WORK TO BE COMPLETED → Can you quote the lines below exactly, starting at the line with "Target: pea-like flower" and going through the last one?

══ DATA LISTING

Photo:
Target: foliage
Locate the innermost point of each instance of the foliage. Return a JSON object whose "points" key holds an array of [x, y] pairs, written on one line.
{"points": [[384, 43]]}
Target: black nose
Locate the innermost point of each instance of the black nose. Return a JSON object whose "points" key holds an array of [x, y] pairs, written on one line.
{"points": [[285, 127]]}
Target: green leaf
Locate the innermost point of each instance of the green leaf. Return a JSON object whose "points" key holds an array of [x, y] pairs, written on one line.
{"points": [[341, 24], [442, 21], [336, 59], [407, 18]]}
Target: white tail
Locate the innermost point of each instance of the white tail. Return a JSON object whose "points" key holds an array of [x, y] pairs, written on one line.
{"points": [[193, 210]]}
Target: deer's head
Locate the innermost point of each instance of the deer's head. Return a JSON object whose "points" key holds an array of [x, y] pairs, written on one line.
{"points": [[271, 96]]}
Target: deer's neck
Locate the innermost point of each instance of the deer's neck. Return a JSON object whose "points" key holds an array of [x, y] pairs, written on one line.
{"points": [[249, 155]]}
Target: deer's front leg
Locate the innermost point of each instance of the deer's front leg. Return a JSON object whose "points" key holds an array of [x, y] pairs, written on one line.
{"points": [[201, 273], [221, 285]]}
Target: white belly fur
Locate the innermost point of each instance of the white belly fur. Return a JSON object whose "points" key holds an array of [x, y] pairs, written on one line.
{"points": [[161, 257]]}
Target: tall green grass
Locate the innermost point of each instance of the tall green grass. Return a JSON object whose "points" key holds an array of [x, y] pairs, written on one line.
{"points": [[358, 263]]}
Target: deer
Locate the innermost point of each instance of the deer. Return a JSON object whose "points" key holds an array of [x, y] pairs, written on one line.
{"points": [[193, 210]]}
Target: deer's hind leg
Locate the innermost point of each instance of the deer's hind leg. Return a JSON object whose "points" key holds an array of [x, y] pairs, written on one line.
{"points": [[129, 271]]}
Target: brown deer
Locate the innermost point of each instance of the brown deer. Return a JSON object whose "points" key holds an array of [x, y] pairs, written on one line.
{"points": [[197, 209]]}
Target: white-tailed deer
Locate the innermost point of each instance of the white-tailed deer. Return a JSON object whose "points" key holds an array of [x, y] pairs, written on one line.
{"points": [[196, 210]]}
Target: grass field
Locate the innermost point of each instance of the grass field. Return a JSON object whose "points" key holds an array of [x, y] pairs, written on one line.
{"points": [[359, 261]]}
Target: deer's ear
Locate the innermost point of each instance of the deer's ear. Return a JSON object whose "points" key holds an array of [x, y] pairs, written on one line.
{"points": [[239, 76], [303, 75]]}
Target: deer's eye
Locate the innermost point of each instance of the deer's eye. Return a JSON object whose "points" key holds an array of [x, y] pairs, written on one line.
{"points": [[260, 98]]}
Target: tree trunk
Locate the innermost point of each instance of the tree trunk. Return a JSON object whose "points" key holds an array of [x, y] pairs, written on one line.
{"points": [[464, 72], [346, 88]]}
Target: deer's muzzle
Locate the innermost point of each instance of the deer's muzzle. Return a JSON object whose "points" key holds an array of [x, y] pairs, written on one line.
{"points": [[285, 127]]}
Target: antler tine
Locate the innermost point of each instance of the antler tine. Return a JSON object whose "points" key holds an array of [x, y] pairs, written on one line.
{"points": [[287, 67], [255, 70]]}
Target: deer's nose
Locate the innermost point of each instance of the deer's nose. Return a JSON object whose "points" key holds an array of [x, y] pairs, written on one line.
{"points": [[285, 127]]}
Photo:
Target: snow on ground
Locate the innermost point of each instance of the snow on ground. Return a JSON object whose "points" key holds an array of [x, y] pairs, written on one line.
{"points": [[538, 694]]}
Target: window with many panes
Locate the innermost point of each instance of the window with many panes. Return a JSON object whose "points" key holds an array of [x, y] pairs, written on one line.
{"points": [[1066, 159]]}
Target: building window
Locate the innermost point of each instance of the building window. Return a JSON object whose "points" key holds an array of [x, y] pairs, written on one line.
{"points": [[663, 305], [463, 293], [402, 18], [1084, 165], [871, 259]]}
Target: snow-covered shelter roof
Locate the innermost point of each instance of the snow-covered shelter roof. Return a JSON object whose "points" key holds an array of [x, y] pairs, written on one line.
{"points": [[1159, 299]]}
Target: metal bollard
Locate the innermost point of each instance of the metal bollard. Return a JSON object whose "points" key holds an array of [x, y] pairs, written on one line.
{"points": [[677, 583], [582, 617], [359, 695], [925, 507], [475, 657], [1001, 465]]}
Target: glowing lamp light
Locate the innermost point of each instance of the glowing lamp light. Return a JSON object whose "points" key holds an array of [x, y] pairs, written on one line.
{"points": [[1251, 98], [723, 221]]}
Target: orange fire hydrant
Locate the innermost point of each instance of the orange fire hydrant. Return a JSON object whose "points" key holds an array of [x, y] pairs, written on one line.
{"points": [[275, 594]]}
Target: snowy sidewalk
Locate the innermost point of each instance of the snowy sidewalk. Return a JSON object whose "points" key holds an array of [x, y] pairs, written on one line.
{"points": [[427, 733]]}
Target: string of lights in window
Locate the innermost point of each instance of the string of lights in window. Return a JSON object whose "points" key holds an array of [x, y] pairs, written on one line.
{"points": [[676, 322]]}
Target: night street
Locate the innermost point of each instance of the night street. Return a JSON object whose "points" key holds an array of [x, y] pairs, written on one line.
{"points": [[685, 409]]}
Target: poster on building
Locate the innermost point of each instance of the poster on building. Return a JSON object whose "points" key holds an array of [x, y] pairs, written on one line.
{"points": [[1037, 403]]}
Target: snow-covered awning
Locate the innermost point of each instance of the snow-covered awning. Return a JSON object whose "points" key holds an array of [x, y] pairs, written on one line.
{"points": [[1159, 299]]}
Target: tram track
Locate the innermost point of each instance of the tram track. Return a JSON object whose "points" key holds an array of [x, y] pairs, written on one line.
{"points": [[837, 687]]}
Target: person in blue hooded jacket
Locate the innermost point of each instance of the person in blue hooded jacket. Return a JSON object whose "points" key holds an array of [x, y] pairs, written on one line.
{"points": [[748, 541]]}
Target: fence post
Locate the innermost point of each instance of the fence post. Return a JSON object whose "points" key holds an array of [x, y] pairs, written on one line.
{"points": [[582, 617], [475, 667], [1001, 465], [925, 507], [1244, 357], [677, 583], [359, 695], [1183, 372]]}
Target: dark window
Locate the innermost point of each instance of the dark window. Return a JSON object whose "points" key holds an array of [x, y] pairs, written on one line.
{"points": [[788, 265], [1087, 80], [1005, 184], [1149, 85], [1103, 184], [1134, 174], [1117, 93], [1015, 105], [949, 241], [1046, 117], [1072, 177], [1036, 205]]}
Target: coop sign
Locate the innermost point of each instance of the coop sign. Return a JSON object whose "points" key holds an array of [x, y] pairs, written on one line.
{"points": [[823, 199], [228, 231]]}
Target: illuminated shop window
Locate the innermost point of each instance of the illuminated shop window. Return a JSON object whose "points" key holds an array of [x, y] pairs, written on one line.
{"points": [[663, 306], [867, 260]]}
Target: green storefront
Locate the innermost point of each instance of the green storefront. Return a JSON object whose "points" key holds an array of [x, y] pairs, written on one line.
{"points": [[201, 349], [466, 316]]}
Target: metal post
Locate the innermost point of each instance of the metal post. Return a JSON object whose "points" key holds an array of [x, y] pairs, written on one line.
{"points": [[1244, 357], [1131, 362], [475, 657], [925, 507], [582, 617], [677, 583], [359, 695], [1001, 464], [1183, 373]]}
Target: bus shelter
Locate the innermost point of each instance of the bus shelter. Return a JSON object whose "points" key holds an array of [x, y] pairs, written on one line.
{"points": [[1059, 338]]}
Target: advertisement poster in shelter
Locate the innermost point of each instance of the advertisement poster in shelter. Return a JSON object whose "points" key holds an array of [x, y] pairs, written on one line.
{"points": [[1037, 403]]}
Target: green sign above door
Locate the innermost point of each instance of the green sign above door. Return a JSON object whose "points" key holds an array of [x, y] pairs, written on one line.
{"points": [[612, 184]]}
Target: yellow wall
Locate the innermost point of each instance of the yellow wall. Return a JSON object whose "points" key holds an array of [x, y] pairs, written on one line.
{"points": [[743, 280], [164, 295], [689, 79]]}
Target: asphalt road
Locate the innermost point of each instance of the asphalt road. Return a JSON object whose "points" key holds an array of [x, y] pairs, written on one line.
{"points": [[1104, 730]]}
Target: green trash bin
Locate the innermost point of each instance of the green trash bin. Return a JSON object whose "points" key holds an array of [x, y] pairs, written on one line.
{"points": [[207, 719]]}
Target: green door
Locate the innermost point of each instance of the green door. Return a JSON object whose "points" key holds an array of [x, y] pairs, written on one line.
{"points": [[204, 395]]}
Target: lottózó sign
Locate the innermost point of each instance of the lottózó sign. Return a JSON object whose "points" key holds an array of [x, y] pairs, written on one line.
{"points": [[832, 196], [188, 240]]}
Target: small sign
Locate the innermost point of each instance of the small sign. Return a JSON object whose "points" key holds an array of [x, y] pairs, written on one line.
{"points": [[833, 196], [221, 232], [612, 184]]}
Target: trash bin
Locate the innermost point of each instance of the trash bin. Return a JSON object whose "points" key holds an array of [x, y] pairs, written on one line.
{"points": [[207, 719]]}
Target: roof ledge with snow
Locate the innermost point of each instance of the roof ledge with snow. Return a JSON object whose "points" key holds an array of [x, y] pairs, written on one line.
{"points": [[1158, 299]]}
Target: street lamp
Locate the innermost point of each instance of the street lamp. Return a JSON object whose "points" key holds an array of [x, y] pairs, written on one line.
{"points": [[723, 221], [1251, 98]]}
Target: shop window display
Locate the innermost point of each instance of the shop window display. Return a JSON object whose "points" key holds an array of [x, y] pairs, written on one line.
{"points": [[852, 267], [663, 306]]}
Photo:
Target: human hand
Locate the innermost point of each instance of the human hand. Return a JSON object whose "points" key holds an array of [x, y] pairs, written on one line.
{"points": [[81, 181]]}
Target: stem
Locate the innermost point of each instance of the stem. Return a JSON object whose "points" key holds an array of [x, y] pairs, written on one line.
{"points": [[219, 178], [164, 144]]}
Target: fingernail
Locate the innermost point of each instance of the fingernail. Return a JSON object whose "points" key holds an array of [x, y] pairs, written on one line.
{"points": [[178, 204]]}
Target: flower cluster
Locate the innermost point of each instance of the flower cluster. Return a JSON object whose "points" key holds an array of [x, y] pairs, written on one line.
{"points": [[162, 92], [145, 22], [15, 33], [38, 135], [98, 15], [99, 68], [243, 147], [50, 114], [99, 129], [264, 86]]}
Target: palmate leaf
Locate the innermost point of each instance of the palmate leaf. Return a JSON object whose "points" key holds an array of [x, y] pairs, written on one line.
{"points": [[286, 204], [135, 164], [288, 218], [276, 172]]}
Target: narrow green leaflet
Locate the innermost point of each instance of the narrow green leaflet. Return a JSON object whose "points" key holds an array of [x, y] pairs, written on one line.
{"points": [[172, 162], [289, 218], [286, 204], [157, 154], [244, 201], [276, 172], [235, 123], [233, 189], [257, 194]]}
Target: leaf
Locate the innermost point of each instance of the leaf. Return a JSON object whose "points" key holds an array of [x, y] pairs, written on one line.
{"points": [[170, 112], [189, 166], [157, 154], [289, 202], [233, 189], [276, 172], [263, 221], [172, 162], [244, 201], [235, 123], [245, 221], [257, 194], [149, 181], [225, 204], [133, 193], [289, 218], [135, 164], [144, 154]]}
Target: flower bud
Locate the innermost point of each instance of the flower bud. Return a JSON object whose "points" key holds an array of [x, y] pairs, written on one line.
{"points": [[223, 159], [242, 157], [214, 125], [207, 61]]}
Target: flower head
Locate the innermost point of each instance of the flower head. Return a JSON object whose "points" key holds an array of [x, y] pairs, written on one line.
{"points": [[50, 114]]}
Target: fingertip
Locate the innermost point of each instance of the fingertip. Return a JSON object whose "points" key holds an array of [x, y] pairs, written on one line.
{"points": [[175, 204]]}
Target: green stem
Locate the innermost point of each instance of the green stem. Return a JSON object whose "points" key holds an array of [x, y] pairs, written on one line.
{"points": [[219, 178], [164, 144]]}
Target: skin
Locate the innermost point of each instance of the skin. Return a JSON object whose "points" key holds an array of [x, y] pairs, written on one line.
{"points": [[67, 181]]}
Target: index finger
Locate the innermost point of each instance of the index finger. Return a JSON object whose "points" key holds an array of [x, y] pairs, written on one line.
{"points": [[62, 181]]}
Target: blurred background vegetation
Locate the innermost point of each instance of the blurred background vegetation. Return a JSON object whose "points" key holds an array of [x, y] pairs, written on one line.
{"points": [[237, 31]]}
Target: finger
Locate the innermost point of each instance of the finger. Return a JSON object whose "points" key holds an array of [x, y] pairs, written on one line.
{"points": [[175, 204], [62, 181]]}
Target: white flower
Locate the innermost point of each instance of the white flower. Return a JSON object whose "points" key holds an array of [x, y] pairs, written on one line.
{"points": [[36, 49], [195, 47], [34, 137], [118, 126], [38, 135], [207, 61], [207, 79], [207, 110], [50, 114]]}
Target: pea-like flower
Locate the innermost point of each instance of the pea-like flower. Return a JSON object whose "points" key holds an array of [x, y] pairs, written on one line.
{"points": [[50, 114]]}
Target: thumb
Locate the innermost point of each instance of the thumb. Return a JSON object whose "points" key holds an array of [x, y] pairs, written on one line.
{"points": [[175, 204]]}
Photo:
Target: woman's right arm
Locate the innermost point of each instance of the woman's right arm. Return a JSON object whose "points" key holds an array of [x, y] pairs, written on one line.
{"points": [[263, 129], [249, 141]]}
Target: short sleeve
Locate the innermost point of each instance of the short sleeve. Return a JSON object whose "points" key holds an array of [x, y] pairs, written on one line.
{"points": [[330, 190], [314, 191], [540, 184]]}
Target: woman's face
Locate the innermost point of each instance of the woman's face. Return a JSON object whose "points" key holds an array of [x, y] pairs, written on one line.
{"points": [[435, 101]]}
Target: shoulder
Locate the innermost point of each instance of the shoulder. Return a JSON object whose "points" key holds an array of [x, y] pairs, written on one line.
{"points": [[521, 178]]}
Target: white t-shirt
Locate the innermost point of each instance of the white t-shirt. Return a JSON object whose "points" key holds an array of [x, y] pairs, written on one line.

════

ANSWER IN FULL →
Target: pea-like flower
Locate the innermost point of each instance of the pea-like flower. Return a JSON object whose "points" key holds an array of [x, y] pairs, written on one line.
{"points": [[50, 114]]}
Target: thumb
Locate the innermost point of each instance of the thumb. Return a JSON object whose "points" key holds an array of [x, y] pairs, written on one line.
{"points": [[175, 204]]}
Photo:
Target: woman's right arm
Locate the innermost point of each instance of the woman's right arm. Return a JSON object whose "points" key holds an array of [x, y] pairs, written on one line.
{"points": [[263, 129], [249, 141]]}
Target: short sleeve
Locate the innermost point of each instance of the short sleeve. Return a JSON object whose "points" key holds an array of [x, y] pairs, written on one line.
{"points": [[330, 190], [314, 191], [540, 184]]}
Target: woman's face
Locate the innermost point of each instance of the woman's face. Return a JSON object whose "points" key holds an array of [x, y] pairs, written on one line.
{"points": [[435, 101]]}
Target: shoulder
Locate the innermost point of each instance of the shoulder. Return a JSON object whose "points" key holds an array of [x, y] pairs, written on one line.
{"points": [[521, 178]]}
Target: white t-shirt
Locate the innermost point of each instance of the white t-shirt. Return a JSON object whose "points" key holds an array of [x, y] pairs, written on one line.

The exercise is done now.